Task objective
Leave the images out and repeat the data exactly as given.
Segment Start: Exercise data
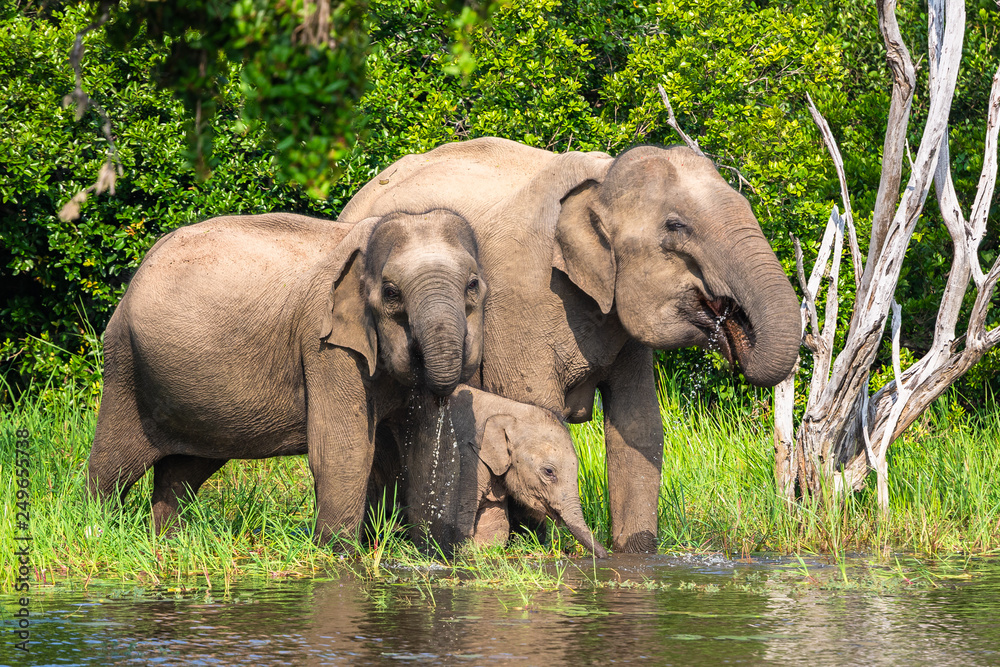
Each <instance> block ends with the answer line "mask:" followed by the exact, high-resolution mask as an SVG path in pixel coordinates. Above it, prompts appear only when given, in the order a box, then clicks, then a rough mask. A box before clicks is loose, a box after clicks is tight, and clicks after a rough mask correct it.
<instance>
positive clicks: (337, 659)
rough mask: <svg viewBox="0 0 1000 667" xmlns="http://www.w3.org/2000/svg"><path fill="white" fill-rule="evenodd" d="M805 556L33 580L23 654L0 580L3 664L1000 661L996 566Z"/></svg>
mask: <svg viewBox="0 0 1000 667" xmlns="http://www.w3.org/2000/svg"><path fill="white" fill-rule="evenodd" d="M584 567H585V568H586V569H587V570H588V572H587V574H586V577H589V578H593V577H594V575H595V572H594V570H593V569H592V566H590V565H584ZM806 567H807V568H808V572H807V571H806V570H805V569H803V568H802V566H801V565H798V564H793V563H788V562H783V563H782V562H758V563H755V564H741V563H737V562H732V561H726V560H724V559H720V558H705V559H698V558H684V559H678V558H671V557H667V556H657V557H648V558H623V557H615V558H612V559H609V560H606V561H602V562H600V563H598V565H597V570H596V575H597V579H599V580H602V581H605V582H607V581H615V582H618V581H625V582H638V586H634V587H628V586H631V584H626V587H621V586H615V587H609V586H608V585H607V584H602V585H601V586H599V587H595V586H594V585H593V584H592V583H591V584H588V583H587V582H586V577H585V576H584V575H582V574H581V573H579V572H574V571H573V570H574V568H572V567H571V568H570V569H569V570H567V572H566V574H565V577H564V583H565V584H566V585H563V586H562V587H561V589H560V590H559V591H557V592H551V591H550V592H543V591H532V590H530V589H529V590H524V591H522V592H518V591H516V590H496V589H492V590H489V589H485V590H484V589H473V588H469V587H454V586H451V587H447V586H434V585H433V583H432V584H431V586H430V587H429V588H428V587H427V586H426V585H422V586H418V585H415V584H413V583H397V584H386V583H370V582H369V583H364V582H361V581H359V580H358V579H355V578H353V577H351V576H347V575H345V576H341V577H339V578H337V579H327V580H291V581H274V582H264V583H258V584H256V585H242V586H236V587H233V588H231V589H230V590H229V592H228V593H226V592H225V591H221V590H218V589H216V590H213V591H211V592H207V591H205V590H204V589H202V590H198V591H195V592H176V591H169V590H167V588H166V587H164V588H161V589H157V590H150V589H132V588H128V587H121V586H118V587H114V586H108V585H94V584H91V585H90V587H89V588H88V589H87V590H86V591H84V590H65V589H59V588H56V589H49V590H45V589H36V591H34V592H33V597H32V599H31V618H32V622H31V643H30V649H31V652H30V653H28V654H24V653H22V652H20V651H16V650H15V649H14V647H13V643H14V641H15V640H14V639H12V634H11V629H10V625H9V623H10V614H11V602H12V600H11V598H10V596H3V597H0V601H2V603H3V606H4V614H3V618H4V626H5V627H4V628H3V632H2V635H0V664H38V665H42V664H59V665H71V664H79V665H89V664H101V665H106V664H143V665H145V664H162V665H174V664H177V665H180V664H184V665H188V664H196V665H228V664H234V665H323V664H335V665H336V664H345V665H346V664H350V665H364V664H399V663H400V662H417V663H422V664H447V665H451V664H470V665H480V664H481V665H491V664H493V665H500V664H517V665H545V666H550V665H578V664H605V663H623V664H631V663H642V664H658V665H671V664H677V665H702V664H704V665H718V664H753V665H767V664H774V665H779V664H780V665H787V664H803V665H805V664H808V665H847V664H875V665H988V664H1000V595H998V594H1000V566H998V565H996V564H989V563H987V564H979V565H975V564H974V565H973V568H972V570H973V575H974V576H972V578H971V579H961V578H956V579H952V578H950V577H949V576H946V577H945V578H937V579H933V573H931V574H930V575H927V573H925V577H926V576H931V577H932V578H931V579H924V581H928V580H933V581H934V582H935V584H936V585H937V586H939V587H938V588H917V589H915V590H914V589H912V588H910V587H909V586H910V584H908V583H907V582H906V581H905V580H902V579H900V578H899V577H898V576H897V577H895V578H894V579H893V577H892V575H891V573H889V579H888V581H889V585H873V584H871V582H869V583H868V584H866V585H865V586H864V587H862V588H850V587H841V588H836V587H835V588H830V587H829V586H827V587H821V586H820V585H818V584H817V581H828V582H834V583H835V582H836V581H837V579H838V577H839V576H840V574H839V571H837V570H836V568H824V567H823V565H822V564H821V563H816V562H812V563H806ZM398 574H399V575H400V576H402V577H404V578H409V576H412V575H413V573H409V574H408V573H406V572H401V573H398ZM734 575H735V578H734ZM824 576H825V577H826V578H825V579H824ZM417 578H418V579H419V578H420V577H419V576H417ZM431 581H432V582H433V579H431ZM776 581H778V582H779V583H775V582H776ZM915 583H920V582H915Z"/></svg>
Segment End: Exercise data
Completed task
Each <instance> block ends with the answer line "mask:" followed by the exact, high-resolution mask as an SVG path in pixel coordinates. Above it, prompts appear only when given, in the order a box, then clicks, then a rough mask. A box before clicks is loose, a box after clicks is tight, and clicks after a rough mask correct it.
<instance>
positive clicks: (337, 659)
rough mask: <svg viewBox="0 0 1000 667" xmlns="http://www.w3.org/2000/svg"><path fill="white" fill-rule="evenodd" d="M805 556L33 580L23 654L0 580L3 664L1000 661L996 566Z"/></svg>
mask: <svg viewBox="0 0 1000 667" xmlns="http://www.w3.org/2000/svg"><path fill="white" fill-rule="evenodd" d="M584 567H585V568H586V569H587V570H588V572H587V574H586V577H589V578H593V577H594V575H595V572H594V570H593V569H592V566H590V565H584ZM806 567H807V568H808V572H807V571H806V570H805V569H803V568H802V566H801V565H798V564H793V563H788V562H783V563H782V562H758V563H755V564H741V563H737V562H732V561H726V560H724V559H720V558H705V559H698V558H684V559H678V558H671V557H667V556H657V557H648V558H623V557H615V558H612V559H609V560H606V561H602V562H600V563H598V565H597V570H596V575H597V579H599V580H602V581H605V582H607V581H615V582H618V581H625V582H638V586H634V587H628V586H631V584H626V587H621V586H615V587H609V586H608V585H607V584H602V585H601V586H599V587H595V586H594V585H593V584H592V583H591V584H588V583H587V582H586V577H585V576H584V575H582V574H581V573H579V572H574V571H573V570H574V568H572V567H571V568H570V569H569V570H567V572H566V574H565V577H564V583H565V584H566V585H563V586H562V587H561V589H560V590H559V591H557V592H551V591H550V592H543V591H532V590H530V589H529V590H524V591H522V592H518V591H516V590H496V589H492V590H489V589H485V590H484V589H473V588H469V587H454V586H451V587H447V586H434V585H433V583H432V584H431V586H430V587H429V588H428V587H427V586H426V585H422V586H418V585H415V584H413V583H397V584H386V583H370V582H369V583H364V582H361V581H359V580H358V579H355V578H353V577H351V576H347V575H345V576H341V577H339V578H337V579H327V580H291V581H274V582H264V583H258V584H256V585H242V586H236V587H233V588H231V589H230V590H229V592H228V593H226V592H225V591H221V590H218V589H216V590H213V591H211V592H207V591H205V590H204V589H202V590H198V591H195V592H176V591H169V590H167V588H166V587H164V588H161V589H157V590H150V589H132V588H128V587H121V586H118V587H114V586H108V585H94V584H91V585H90V587H89V588H88V589H87V590H86V591H84V590H65V589H59V588H56V589H49V590H45V589H36V591H34V592H33V597H32V599H31V618H32V622H31V643H30V649H31V652H30V653H28V654H24V653H22V652H20V651H16V650H15V649H14V647H13V643H14V641H15V640H14V639H12V634H11V629H10V625H9V623H10V614H11V602H12V600H11V598H10V596H3V597H0V601H2V603H3V606H4V614H3V618H4V626H5V627H4V628H3V632H2V635H0V664H38V665H42V664H59V665H71V664H79V665H89V664H101V665H106V664H143V665H145V664H162V665H174V664H177V665H180V664H184V665H188V664H196V665H228V664H234V665H323V664H335V665H336V664H345V665H346V664H350V665H364V664H399V663H400V662H417V663H422V664H447V665H451V664H470V665H480V664H481V665H491V664H493V665H500V664H517V665H545V666H550V665H578V664H605V663H623V664H631V663H642V664H658V665H671V664H677V665H702V664H704V665H718V664H753V665H767V664H774V665H779V664H780V665H787V664H803V665H805V664H808V665H847V664H875V665H988V664H1000V595H998V594H1000V566H998V565H996V564H989V563H987V564H979V565H975V564H974V565H973V568H972V570H973V575H974V576H972V578H971V579H961V578H956V579H952V578H950V577H949V576H946V577H945V578H937V579H933V573H931V574H930V575H927V573H925V577H926V576H931V577H932V578H931V579H924V581H928V580H933V581H934V582H935V584H936V585H937V586H939V587H938V588H917V589H915V590H914V589H912V588H910V587H909V586H910V584H908V583H907V582H906V581H905V580H902V579H900V578H899V577H898V576H897V577H895V578H894V579H893V577H892V575H891V573H889V579H888V581H889V585H873V584H871V582H869V583H868V584H866V585H865V586H864V587H862V588H850V587H841V588H836V587H835V588H830V587H829V586H827V587H821V586H820V585H818V584H817V581H828V582H834V583H835V582H836V581H837V579H838V577H839V576H840V574H839V571H837V570H836V568H824V567H823V565H822V564H821V563H816V562H812V563H806ZM398 574H399V575H400V576H402V577H404V578H409V576H412V575H413V573H409V574H408V573H406V572H401V573H398ZM734 575H735V578H734ZM824 576H825V577H826V578H825V579H824ZM417 578H418V579H419V578H420V577H419V576H417ZM431 581H432V582H433V579H431ZM776 581H778V582H779V583H775V582H776ZM915 583H920V582H915Z"/></svg>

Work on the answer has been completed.